§ GIVEN DATA:
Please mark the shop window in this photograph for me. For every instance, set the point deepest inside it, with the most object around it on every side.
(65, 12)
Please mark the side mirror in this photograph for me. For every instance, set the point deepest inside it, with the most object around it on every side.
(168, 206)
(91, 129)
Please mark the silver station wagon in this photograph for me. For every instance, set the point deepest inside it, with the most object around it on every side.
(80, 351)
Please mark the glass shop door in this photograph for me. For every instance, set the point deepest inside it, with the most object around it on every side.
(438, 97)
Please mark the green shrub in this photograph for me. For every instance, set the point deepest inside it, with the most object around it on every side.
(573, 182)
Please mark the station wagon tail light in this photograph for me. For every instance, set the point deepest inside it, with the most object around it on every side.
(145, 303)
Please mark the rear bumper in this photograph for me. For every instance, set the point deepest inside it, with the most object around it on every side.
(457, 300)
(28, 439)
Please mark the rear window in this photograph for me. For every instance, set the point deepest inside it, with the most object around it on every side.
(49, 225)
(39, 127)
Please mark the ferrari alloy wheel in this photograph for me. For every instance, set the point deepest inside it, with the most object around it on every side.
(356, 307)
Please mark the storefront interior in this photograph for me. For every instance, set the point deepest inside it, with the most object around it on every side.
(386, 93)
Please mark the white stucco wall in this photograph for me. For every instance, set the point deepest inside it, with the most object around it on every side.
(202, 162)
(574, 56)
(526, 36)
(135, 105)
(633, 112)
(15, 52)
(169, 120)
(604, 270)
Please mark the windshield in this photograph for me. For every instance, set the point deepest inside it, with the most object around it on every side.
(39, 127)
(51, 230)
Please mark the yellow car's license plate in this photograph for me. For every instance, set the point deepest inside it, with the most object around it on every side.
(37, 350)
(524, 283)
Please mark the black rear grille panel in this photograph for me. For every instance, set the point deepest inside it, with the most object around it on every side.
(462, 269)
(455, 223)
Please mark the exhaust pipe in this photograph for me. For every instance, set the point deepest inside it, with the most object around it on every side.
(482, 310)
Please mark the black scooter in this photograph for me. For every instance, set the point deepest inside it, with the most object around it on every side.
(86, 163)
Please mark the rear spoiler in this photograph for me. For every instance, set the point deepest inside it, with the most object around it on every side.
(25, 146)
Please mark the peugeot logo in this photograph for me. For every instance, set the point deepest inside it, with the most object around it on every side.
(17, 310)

§ WHAT THIS TASK INVOLVES: Exactly as written, copy out all the entries above.

§ RESPONSE AREA:
Please mark the shop window in this photograph for me. For every instance, set the point deepest inside it, with the most object around it on every side.
(65, 12)
Please mark the side mirror in this photograph for me. For every instance, set the point deepest inside it, with the most object around it on every side.
(168, 206)
(91, 129)
Please mark the silver station wagon in this photograph for me. For every instance, set the point deepest inside it, with the most object around it on every side.
(80, 351)
Please mark the glass shop door in this photograph for me. For every instance, set the point deepest inside it, with the most object around it on every side.
(438, 97)
Please mark the green shrub in this photograph for me. For every instance, set the point deepest inside it, with the most object around it on every side.
(573, 182)
Please mark the station wagon tail light in this photograph for me. For every instance, set the point deepest inside it, with the most object around it on every side.
(145, 303)
Please mark the rear bumper in this photograph for me. For every instance, set the point deepest inside it, with the most object around it on every side.
(457, 300)
(28, 439)
Please mark the rear window in this photograph for me. For every instance, set the point deepest inside it, with the most object around it on every side.
(49, 225)
(39, 127)
Please mark the ferrari alloy wheel in this photograph for me. For every instance, set the point deepest inside it, with the most object around it on every side.
(356, 307)
Please mark the storefront interior in this photograph for me. For every instance, set the point deepest inside it, with the most object around it on every side.
(386, 93)
Please mark the white stucco wall in this photograph for me. For every instance, set the point deepest inside it, with the most object around it on every side.
(202, 162)
(574, 56)
(526, 36)
(135, 105)
(633, 112)
(15, 52)
(169, 120)
(604, 270)
Please mark the windshield in this photograph for me. For every instance, set the point deepest inside it, with the most object around it on every side.
(39, 127)
(51, 230)
Please mark the yellow car's license plate in this photograph for me. For every instance, set the point deepest inside it, with the most object around it on every side.
(37, 350)
(524, 283)
Please mark the black rear grille panel in this photograph for me. For every instance, set the point deepest inside it, with the most object around it on every side.
(462, 269)
(455, 223)
Please mark the exhaust pipe in this photograph for me. For every instance, set the point deepest inside it, with the most object around it on every side.
(482, 310)
Please mark the black scooter in this photograph for me. For every instance, set the point deepest inside it, with the most object around it on every side.
(86, 163)
Please mark the rear spoiler in this photograph for me. For every instance, set the point deepest inside it, with the most object around it on every side.
(25, 146)
Please mark the peugeot logo in this photograph for me. For every instance, set the point deepest inside it, with the most object around it on every side.
(17, 310)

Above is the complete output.